=== Aim ===
Write out every one of the rows below verbatim, keeping each line and character unchanged.

::: The records

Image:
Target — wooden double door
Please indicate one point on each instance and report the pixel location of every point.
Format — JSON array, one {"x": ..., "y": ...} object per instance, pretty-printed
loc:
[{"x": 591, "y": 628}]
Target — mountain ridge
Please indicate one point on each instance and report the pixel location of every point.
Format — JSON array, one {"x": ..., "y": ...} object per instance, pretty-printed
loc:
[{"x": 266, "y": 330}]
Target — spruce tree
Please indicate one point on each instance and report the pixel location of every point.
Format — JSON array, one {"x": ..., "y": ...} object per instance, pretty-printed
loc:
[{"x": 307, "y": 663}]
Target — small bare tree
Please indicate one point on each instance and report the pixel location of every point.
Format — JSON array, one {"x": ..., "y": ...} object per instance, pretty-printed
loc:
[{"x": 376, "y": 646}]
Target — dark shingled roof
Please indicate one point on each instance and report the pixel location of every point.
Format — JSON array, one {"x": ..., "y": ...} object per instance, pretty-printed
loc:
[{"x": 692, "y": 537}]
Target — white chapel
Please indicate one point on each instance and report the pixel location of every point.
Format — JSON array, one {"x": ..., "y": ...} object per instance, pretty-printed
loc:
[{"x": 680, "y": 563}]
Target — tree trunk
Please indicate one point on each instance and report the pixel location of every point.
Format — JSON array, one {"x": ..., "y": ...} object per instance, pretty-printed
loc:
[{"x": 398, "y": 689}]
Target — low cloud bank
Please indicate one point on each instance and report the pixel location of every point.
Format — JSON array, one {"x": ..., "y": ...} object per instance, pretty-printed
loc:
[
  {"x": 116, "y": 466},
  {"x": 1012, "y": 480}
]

::::::

=== Correct response ===
Image:
Target — wooden double door
Please indicate one point on each instance and report the pixel location of every point.
Format — JSON array, one {"x": ..., "y": ...} object per instance, pretty-printed
loc:
[{"x": 591, "y": 628}]
Target — mountain ridge
Please indicate one point on each instance and report the pixel location of every point.
Format — JSON array, one {"x": ..., "y": ...} object per instance, pretty-printed
loc:
[{"x": 266, "y": 330}]
Target — spruce tree
Please indicate one point on each instance and report the pixel location of every point.
Format — JSON array, one {"x": ..., "y": ...} object per instance, pretty-printed
loc:
[{"x": 307, "y": 663}]
Target — small bare tree
Please indicate one point on each instance and report the pixel location of every point.
Format — JSON array, one {"x": ..., "y": ...} object per instance, pretty-printed
loc:
[{"x": 376, "y": 646}]
Target — dark shingled roof
Please indicate one point on each instance and report the pixel location of every point.
Format — JSON array, one {"x": ..., "y": ...} object per instance, pretty-printed
loc:
[{"x": 692, "y": 537}]
Target — white chapel
Please indicate one point on each instance and report the pixel location of every point.
Format — JSON array, one {"x": ..., "y": ...} object per instance, pretty-printed
loc:
[{"x": 680, "y": 563}]
Target — tree trunk
Please indicate one point on each instance and report the pixel location of every point.
Format — JSON array, one {"x": ..., "y": ...} object per instance, pretty-printed
loc:
[{"x": 398, "y": 689}]
Target — low cloud bank
Please indicate one point on each instance and report the pixel location of every point.
Format — JSON array, one {"x": ..., "y": ...} object per instance, pretty-printed
loc:
[
  {"x": 116, "y": 466},
  {"x": 1012, "y": 480}
]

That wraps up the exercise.